| Compiti proposti |
(1) Rispondi in base al brano sull'attacco informatico russo all'Ucraina:
(a) In quale mese vari siti governativi ucraini hanno subito un crash?
(b) Quante operazioni ha contato il cyberattacco del 15 febbraio?
(c) Quale società di Tlc ha dichiarato di aver subito una serie di attacchi DDoS?
(2) Come si traduce in inglese questa frase del brano sull'attacco informatico russo all'Ucraina: "La Russia ha dichiarato che la contraerea ucraina è stata annientata."?

| Brano da leggere |
______________________________

Prima dell’attacco di terra e dell’offensiva aerea che ha tramortito l’Ucraina nelle prime ore del 24 febbraio le forze armate russe hanno operato un ampio e strutturato attacco cyber che ha funto da vero e proprio momento di lancio dell’offensiva. “La Russia ha dichiarato che la contraerea ucraina è stata annientata. Non sappiamo ancora se ciò sia avvenuto fisicamente o proprio grazie a un attacco informatico”, ha dichiarato a queste colonne il professor Alessandro Curioni, tra i massimi esperti italiano di cybersecurity.

A gennaio vari siti governativi ucraini hanno subito un crash in diversi giorni per l’emersione di una vulnerabilità nelle piattaforme di accesso prima che, nota Cybersecurity360 un ransomware paralizzasse “servizi governativi, senza una struttura per accettare il pagamento del riscatto; quindi l’obiettivo era solo quello di fare il massimo danno possibile”. Una prova generale di quanto destinato ad accadere nelle successive settimane.

In seguito il 15 febbraio scorso è andato in scena il più duraturo e sostenuto cyberattacco della storia ucraina, con 2.200 operazioni in meno di 24 ore. Un vero e proprio “calcio di inizio” di una serie di attacchi, un crescendo culminato nella giornata precedente l’invasione via terra che ha portato all’accecamento di buona parte della capacità cyber e tecnologica del Paese. Diverse società ucraine hanno avuto i siti oscurati, gli account delle banche ucraine hanno avuto complicazioni nel far giungere il denaro ai loro correntisti. La società di Tlc NetBlocks ha dichiarato di aver subito una serie di attacchi DDoS nel giorno di ieri prima di subire un vero e proprio blackout.

______________________________

| Dati mostrati |
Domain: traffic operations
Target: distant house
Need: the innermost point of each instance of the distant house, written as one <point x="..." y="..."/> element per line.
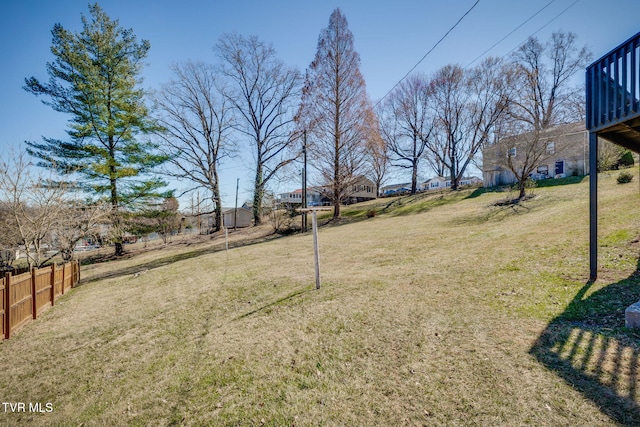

______________________________

| Soluzioni dei compiti |
(1)
(a) A gennaio.
(b) 2.200 operazioni in meno di 24 ore.
(c) NetBlocks.

(2) Russia has stated that Ukrainian air defenses have been annihilated.